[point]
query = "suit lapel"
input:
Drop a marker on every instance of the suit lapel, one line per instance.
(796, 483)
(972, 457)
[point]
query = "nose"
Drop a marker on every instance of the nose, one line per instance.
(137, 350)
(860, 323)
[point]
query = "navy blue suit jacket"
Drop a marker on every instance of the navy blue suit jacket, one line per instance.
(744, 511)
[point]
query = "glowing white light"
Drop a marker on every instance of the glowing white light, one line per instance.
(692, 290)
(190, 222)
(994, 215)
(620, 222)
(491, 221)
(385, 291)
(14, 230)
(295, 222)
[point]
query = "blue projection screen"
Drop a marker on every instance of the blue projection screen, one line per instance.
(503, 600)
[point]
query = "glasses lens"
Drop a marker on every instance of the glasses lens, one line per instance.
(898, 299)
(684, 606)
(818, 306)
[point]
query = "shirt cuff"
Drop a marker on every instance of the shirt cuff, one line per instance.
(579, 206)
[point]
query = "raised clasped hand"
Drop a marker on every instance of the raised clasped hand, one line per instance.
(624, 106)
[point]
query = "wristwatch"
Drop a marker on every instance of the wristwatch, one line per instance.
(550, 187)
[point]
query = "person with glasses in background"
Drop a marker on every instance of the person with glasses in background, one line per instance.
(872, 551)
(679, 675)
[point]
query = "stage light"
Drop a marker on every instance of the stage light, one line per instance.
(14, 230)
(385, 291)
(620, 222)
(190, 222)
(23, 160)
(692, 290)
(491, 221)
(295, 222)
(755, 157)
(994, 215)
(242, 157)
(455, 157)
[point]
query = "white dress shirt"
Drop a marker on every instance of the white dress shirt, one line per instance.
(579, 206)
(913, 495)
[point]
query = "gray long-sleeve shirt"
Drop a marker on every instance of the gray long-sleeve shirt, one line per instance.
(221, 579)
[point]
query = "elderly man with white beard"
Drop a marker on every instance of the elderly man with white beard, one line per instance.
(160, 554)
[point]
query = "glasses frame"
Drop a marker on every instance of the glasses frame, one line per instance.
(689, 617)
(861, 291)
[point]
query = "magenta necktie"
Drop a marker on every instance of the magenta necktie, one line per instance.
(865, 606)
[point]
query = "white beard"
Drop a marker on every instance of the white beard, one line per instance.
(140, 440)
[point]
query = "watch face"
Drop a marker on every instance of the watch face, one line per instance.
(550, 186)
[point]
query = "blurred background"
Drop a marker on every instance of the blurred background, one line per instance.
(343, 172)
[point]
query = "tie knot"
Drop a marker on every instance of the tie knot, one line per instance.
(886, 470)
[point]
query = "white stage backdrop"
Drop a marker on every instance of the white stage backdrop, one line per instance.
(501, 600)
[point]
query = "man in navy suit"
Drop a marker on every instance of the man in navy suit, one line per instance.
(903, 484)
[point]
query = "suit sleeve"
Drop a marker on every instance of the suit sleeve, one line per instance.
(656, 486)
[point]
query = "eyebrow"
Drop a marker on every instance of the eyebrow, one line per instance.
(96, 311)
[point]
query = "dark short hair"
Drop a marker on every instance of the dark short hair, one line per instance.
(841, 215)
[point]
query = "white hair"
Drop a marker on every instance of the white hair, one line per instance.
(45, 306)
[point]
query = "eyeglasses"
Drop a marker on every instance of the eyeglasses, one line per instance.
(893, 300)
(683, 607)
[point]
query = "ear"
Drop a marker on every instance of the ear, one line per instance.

### Given task
Give an exact copy of all the data shown above.

### Result for this exercise
[point]
query = "suit lapel"
input:
Drop a marker on every instance of the suit lapel, one line per instance.
(796, 483)
(972, 457)
[point]
query = "nose"
Drop a marker on every instance of the nose, one line per instance.
(137, 350)
(860, 323)
[point]
query = "navy blue suit jacket"
Drop a marker on every instance of the navy blue suit jacket, one line per instance.
(744, 511)
[point]
query = "glowing white light"
Drop a marker on every instance of the glowing white light, one line per instance.
(692, 290)
(190, 222)
(994, 215)
(620, 222)
(491, 221)
(385, 291)
(14, 230)
(295, 222)
[point]
query = "blue projection screen"
Drop a marker on every instance of the blue projection screen, one line per instance.
(503, 600)
[point]
query = "glasses lens"
Drop a marker on every instance of the glasses lens, one line per instance.
(898, 299)
(684, 606)
(818, 306)
[point]
query = "shirt cuff"
Drop a marker on every instance of the shirt cuff, one line per instance.
(579, 206)
[point]
query = "raised clasped hand"
Drop a marker on every instance of the raised clasped hand, one line per instance.
(624, 106)
[point]
query = "wristwatch"
Drop a marker on every instance of the wristwatch, one line per instance.
(550, 187)
[point]
query = "person with glasses in background"
Drop a marker on every instance of the person with glasses in background, one line per instance.
(872, 551)
(679, 675)
[point]
query = "stage light"
Drop a marker on every instance of the stage light, one line per instance.
(14, 230)
(385, 291)
(620, 222)
(190, 222)
(23, 160)
(692, 290)
(491, 221)
(295, 222)
(755, 157)
(994, 215)
(242, 157)
(455, 157)
[point]
query = "white dress shirt"
Drop a marker on every instance of the white dress shirt, one line per instance.
(579, 206)
(913, 495)
[point]
query = "gray long-sleeve shirt"
Drop a marker on every instance of the gray long-sleeve shirt, one line per instance.
(221, 579)
[point]
query = "elderly man with white beard"
Drop a marker on every instance of the elderly man with white beard, one line per instance.
(160, 554)
[point]
query = "glasses frame"
Drop a marker on every instance of the glasses frame, one line per instance.
(689, 617)
(861, 291)
[point]
query = "magenta necktie"
Drop a marker on every instance of the magenta necktie, one line per instance.
(865, 606)
[point]
query = "white beard"
Drop a marker on every instance of the white beard, one line per instance.
(140, 440)
[point]
query = "watch face"
Drop a marker on every instance of the watch face, one line per instance.
(550, 186)
[point]
query = "blurred background"
Drop a marker on every instance of the blurred background, one line per instance.
(343, 172)
[point]
query = "tie knot"
Drop a marker on every instance of the tie knot, one line per instance.
(886, 470)
[point]
query = "white stage backdrop"
Drop a marker on every instance of the white stage backdrop, one line per instance.
(501, 600)
[point]
query = "man in navy suit"
Drop a marker on every instance of the man in navy suit, one line per instance.
(903, 484)
[point]
query = "suit sleeve"
Drop a marker on every instance of the suit sleeve, one line per instance.
(656, 486)
[point]
query = "eyebrow"
Drop a marker on every instance of the eyebrow, one line per instance.
(96, 311)
[point]
query = "dark short hair"
Drop a marker on every instance of the dark short hair, one line per instance.
(841, 215)
[point]
query = "white hair"
Drop a marker on every instance of the white hair, one line per instance.
(45, 306)
[point]
query = "eyeglasses"
Drop a marker on every instance of the eyeglasses, one line per instance.
(893, 300)
(683, 607)
[point]
query = "ear"
Drop a marker on every instance of the ear, one line per instance.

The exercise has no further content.